GIVEN EXERCISE:
Copy out every line in the listing below that contains the word "person".

* Begin INPUT FOR THIS TASK *

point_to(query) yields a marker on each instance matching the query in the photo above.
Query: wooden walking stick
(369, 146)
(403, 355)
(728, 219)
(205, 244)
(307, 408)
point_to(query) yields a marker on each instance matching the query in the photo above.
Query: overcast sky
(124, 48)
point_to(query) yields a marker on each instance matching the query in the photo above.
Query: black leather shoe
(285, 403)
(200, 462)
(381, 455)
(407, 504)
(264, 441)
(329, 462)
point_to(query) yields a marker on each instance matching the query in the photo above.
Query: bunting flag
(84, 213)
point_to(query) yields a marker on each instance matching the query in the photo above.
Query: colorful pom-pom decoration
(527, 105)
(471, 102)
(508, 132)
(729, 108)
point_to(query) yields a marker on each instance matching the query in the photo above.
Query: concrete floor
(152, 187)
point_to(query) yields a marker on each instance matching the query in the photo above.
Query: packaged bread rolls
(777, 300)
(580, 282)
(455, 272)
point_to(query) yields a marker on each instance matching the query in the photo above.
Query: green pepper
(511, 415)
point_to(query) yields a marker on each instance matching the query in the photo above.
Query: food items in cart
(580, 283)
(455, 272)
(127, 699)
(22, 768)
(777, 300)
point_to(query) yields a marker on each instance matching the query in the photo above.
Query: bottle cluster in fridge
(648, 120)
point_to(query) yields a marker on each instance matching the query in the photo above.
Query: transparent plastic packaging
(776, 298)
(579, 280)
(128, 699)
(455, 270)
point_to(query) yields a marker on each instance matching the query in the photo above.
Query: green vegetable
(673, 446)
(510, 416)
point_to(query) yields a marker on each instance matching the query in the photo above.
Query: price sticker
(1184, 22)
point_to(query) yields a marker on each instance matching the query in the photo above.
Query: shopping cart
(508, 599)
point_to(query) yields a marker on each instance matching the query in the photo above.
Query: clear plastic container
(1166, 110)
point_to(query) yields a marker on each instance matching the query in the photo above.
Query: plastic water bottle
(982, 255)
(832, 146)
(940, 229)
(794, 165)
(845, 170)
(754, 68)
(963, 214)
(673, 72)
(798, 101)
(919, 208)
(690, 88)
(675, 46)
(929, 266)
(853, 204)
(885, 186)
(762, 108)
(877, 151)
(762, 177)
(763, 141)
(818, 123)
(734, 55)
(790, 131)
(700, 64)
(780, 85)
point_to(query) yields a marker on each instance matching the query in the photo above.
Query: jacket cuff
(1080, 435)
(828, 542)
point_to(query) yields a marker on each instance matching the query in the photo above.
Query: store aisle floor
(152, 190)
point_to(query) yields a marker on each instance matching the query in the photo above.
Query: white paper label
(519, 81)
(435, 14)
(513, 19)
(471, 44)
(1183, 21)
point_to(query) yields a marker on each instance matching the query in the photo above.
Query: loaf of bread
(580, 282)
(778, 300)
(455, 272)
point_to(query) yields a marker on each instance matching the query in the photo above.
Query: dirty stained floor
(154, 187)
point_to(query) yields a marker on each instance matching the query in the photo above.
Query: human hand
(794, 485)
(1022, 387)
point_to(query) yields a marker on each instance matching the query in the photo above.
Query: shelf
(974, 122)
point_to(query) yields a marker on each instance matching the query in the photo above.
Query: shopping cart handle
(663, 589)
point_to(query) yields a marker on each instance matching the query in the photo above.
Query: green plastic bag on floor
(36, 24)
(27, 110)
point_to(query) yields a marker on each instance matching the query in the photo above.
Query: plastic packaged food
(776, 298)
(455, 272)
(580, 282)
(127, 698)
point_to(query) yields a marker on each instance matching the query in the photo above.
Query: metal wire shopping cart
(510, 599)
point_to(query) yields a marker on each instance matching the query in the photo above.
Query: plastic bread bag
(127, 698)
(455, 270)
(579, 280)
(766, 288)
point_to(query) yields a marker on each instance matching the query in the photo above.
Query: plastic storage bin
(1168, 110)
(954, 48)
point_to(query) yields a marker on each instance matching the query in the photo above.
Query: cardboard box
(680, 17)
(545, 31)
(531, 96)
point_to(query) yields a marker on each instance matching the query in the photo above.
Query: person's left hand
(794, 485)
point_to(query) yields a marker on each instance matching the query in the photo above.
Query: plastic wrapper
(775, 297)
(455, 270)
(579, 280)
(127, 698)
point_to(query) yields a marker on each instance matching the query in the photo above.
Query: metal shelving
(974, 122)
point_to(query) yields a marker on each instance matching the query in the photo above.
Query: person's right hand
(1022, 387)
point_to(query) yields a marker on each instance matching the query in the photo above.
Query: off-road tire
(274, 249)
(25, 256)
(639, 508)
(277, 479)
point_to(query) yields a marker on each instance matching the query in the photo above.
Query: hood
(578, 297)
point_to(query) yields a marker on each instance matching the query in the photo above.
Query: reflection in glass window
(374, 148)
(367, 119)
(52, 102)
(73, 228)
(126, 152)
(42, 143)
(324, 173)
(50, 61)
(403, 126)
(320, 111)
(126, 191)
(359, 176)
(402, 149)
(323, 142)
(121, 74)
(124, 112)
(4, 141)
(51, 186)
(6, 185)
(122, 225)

* End INPUT FOR THIS TASK *

EXERCISE ANSWER:
Query: person's left hand
Query: person's right hand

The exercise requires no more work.